“Uma das grandes desgraças da atualidade é a ditadura do politicamente correto e The Square fala do tema contando como seus protagonistas vivem um inferno por isso”.
Com estas palavras, Pedro Almodóvar, presidente do júri do Festival de Cannes este ano, anunciou o vencedor da Palma de Ouro. Indicado também ao Globo de Ouro de Melhor Filme Estrangeiro e com lugar garantido na shortlist do Oscar na mesma categoria, representando a Suécia, o drama satírico dirigido por Ruben Östlund (Força Maior) congrega críticas mais do que apropriadas aos males da contemporaneidade.
Na trama, Christian é um respeitado curador de arte que tenta, a qualquer custo, aumentar a visitação do Museu que dirige em Estocolmo. Quando seu celular é roubado, ele vê sua vida se desestabilizar pouco a pouco e prova o gosto amargo de consequências inusitadas.

○ ○ ○ ○ ○

▶ Objetivo da tarefa
Dê prosseguimento ao texto sobre o filme The Square, começando logo após a última frase do trecho selecionado.

○ ○ ○ ○ ○

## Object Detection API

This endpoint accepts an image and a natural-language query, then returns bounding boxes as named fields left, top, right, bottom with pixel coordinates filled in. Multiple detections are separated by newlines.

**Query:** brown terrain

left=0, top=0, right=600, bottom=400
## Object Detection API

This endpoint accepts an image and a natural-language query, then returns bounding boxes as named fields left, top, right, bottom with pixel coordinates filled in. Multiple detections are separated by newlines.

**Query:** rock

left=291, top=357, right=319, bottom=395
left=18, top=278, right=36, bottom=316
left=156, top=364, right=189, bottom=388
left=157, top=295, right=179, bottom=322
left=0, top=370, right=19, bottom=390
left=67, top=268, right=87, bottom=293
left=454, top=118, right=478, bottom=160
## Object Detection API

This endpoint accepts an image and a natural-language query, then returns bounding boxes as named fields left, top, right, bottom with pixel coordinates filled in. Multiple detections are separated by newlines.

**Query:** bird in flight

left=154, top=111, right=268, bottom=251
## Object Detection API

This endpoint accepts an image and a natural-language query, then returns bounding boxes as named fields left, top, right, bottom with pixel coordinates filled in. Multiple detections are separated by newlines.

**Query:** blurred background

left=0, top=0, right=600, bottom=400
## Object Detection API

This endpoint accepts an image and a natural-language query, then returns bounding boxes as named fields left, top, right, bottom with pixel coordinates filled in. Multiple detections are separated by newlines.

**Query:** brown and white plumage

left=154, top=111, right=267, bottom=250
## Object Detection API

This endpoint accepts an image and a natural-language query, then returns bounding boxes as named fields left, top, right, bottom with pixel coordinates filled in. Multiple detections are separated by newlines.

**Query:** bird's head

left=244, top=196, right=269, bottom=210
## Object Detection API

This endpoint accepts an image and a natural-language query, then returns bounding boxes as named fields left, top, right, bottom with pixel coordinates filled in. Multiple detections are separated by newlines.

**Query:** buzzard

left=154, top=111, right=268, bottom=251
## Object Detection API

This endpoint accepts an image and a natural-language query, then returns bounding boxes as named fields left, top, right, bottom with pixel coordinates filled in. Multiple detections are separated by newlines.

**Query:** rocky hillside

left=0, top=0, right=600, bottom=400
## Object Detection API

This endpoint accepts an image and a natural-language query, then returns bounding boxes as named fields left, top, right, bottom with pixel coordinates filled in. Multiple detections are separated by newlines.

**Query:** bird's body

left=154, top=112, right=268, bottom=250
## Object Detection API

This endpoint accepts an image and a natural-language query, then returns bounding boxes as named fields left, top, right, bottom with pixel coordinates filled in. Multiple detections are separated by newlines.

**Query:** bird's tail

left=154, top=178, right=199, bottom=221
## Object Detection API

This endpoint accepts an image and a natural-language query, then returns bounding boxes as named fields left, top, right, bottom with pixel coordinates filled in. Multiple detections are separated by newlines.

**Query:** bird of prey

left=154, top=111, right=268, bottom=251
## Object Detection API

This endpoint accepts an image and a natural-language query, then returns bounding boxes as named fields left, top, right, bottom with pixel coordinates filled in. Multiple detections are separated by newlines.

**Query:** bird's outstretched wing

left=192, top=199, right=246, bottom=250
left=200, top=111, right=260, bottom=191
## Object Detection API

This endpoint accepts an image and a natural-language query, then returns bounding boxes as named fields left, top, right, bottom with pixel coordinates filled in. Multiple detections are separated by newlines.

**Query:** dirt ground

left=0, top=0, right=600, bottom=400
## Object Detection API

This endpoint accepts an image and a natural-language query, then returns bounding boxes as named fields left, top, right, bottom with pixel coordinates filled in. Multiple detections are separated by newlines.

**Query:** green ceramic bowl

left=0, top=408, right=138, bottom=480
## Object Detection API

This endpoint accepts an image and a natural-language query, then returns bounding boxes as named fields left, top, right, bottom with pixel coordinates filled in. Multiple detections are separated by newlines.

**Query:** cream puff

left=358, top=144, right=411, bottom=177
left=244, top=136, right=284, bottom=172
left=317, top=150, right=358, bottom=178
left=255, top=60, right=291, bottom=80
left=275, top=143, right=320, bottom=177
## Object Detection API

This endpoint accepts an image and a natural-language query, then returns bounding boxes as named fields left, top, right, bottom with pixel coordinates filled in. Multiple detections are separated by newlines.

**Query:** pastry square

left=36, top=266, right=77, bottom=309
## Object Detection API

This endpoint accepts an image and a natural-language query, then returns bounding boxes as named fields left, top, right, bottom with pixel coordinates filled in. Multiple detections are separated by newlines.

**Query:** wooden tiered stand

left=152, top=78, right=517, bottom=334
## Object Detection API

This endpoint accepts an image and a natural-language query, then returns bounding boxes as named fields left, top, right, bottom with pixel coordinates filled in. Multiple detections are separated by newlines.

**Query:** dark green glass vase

○ ○ ○ ○ ○

▶ Resposta da tarefa
É arriscada – e seria até, de certa forma, ingênua – a tentativa de estabelecer em poucas palavras o cerne de The Square, uma obra que investe simultaneamente em tantas problemáticas. Mas se fosse preciso, na minha percepção, elegeria: individualismo e apatia. Ficam evidentes os refluxos sociais e econômicos experimentados pela população de um país, outrora notadamente reconhecido como um dos melhores para se viver no mundo. E aqui, Östlund encontra espaço até para uma espécie de auto-ironia.
O quão paralisados estamos diante de mazelas como a pobreza e a desigualdade? Christian é confrontado o tempo todo por esse questionamento e suas atitudes acabam revelando o poço de contradição que ele é. Em muitas cenas, sobretudo nas externas, fica explícita a indiferença coletiva, denominada por psicólogos como o efeito de espectador, vista cotidianamente em cidades grandes. Quem mora em uma sabe do que eu estou falando, afinal, quantas vezes passamos por moradores de rua e quase não notamos sua presença, já que estes parecem fazer parte da paisagem urbana.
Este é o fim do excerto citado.